ПРОВЕРКА ПОНИМАНИЯ:
(1) Согласно фрагменту о Войно-Ясенецком, в каком году и в каком городе Валентин Всеволодович принял священнический сан?
(2) Допишите следующую часть фрагмента о Войно-Ясенецком, начиная сразу после его последнего предложения.

ФРАГМЕНТ ТЕКСТА:

В своих воспоминаниях он написал далеко не о всём. Многое мы знаем по воспоминаниям людей, которые были к нему близки. Мы приводим лишь малую часть.
Друзья и не друзья
Своей веры Валентин Всеволодович не скрывал никогда, ни в гимгназии, ни в пору студенчества, ни будучи уже известным профессором. Священнический сан он принял в 1921 году в Ташкенте, где руководил кафедрой оперативной хирургии. Уже на следующий день после рукоположения он пришёл на лекцию в чёрной рясе и с большим крестом. Почти все студенты и преподаватели встретили такое облачение профессора, как вражеский выпад. Одна из его любимых учениц заявила:
- Я неверующая, и что бы вы там не выдумывали, я буду называть вас только по имени-отчеству. Никакого отца Валентина для меня не существует.
В ответ профессор лишь снисходительно улыбнулся.
На одном из многочисленных допросов, через которые пришлось пройти хирургу-епископу, следователь спросил его:
— Так кто же вы — друг наш или враг наш?
— И друг ваш и враг ваш, если бы я не был христианином, то, вероятно, стал бы коммунистом. Я тоже полагаю, что власть рабочих есть самая лучшая и справедливая форма власти. Но вы воздвигли гонение на христианство, и потому, конечно, я не друг ваш.
Гордость и смирение
Всякую свою операцию главный врач городской больницы и председатель Союза врачей Туркменистана Войно-Ясенецкий начинал с того что молился на висевшую в углу икону, крестился, крестил ассистентов и больного и рисовал йодом крест на месте, где должен был провести первый разрез. Один из пациентов попросил:
— Доктор, меня крестить не надо, я мусульманин.
Профессор дочитал молитву и повернулся к лежавшему на операционном столе лысому пациенту:
— Хоть религии разные, а Бог один. Под Богом все едины.
Икону в операционной Войно-Ясенецкий повесил еще до того, как принял священство. Однако внимание на неё начальство обратило лишь спустя несколько лет, когда его уже подстригли в монахи под именем апостола-целителя Луки и посвятили в епископы Ташкентской епархии. Более того, он даже уже успел отбыть первую из трёх своих ссылок. Очередная комиссия потребовала убрать предмет религиозного культа из госучреждения.

ИСХОДНЫЕ ДАННЫЕ:
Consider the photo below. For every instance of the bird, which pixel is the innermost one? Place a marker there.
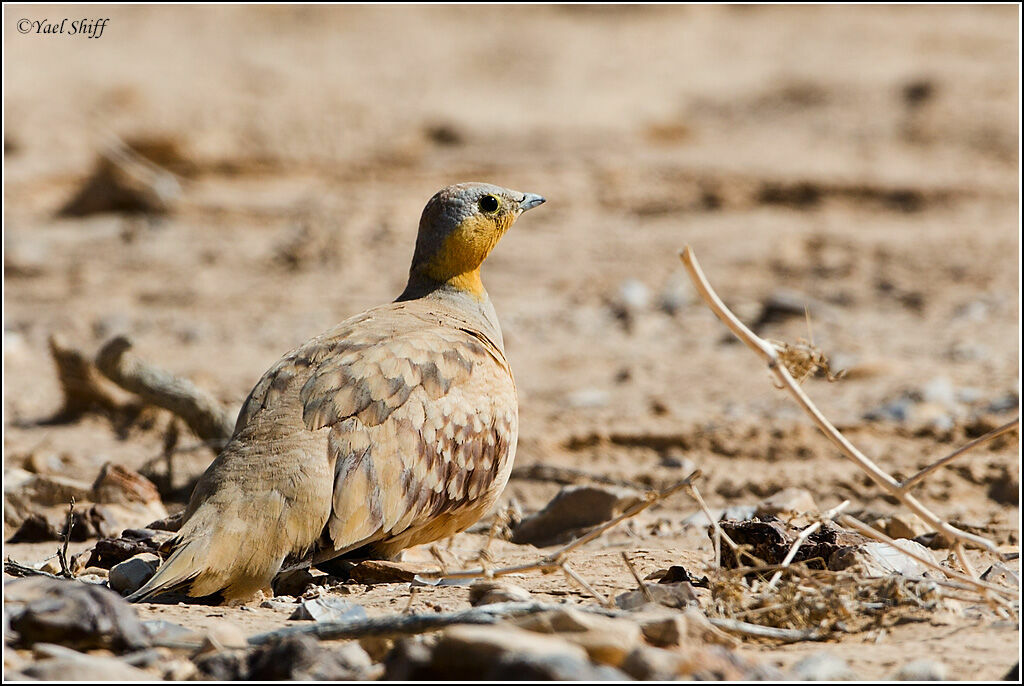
(396, 427)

ОТВЕТЫ К ЗАДАНИЮ:
(1) В 1921 году в Ташкенте.

(2)
— Если вы уберёте икону, я откажусь оперировать. Я не буду работать в помещении, где не нашлось место образу Господню.
— Это будет уже сабботаж, товарищ профессор, - усмехнулся председатель комиссии, красный комиссар Гельфгот. - А саботаж по революционным законам карается расстрелом.
— Расстреливать – ваша работа, и тут вам помогает сатана. Я лечу, и мне помогает Бог. Там, где вершат кощунство над иконой я работать отказываюсь.
На следующий день профессор и правда не вышел на работу. Не вышел и на следующий. Дело явно шло к аресту. Чтобы этого не произошло друг и коллега профессора Моисей Слоним обратился напрямую к председателю Среднеазиатского бюро ЦК РКПб Исааку Зеленскому:
— Товарищ Зеленский, поймите, если будет арестован выдающийся хирург, ученый и педагог Войно-Ясенецкий, ущерб от этого понесет прежде всего рабоче-крестьянская республика, ее медицина и наука. Но без иконы он на работу не выйдет. Уверяю вас, я его принципиальность знаю.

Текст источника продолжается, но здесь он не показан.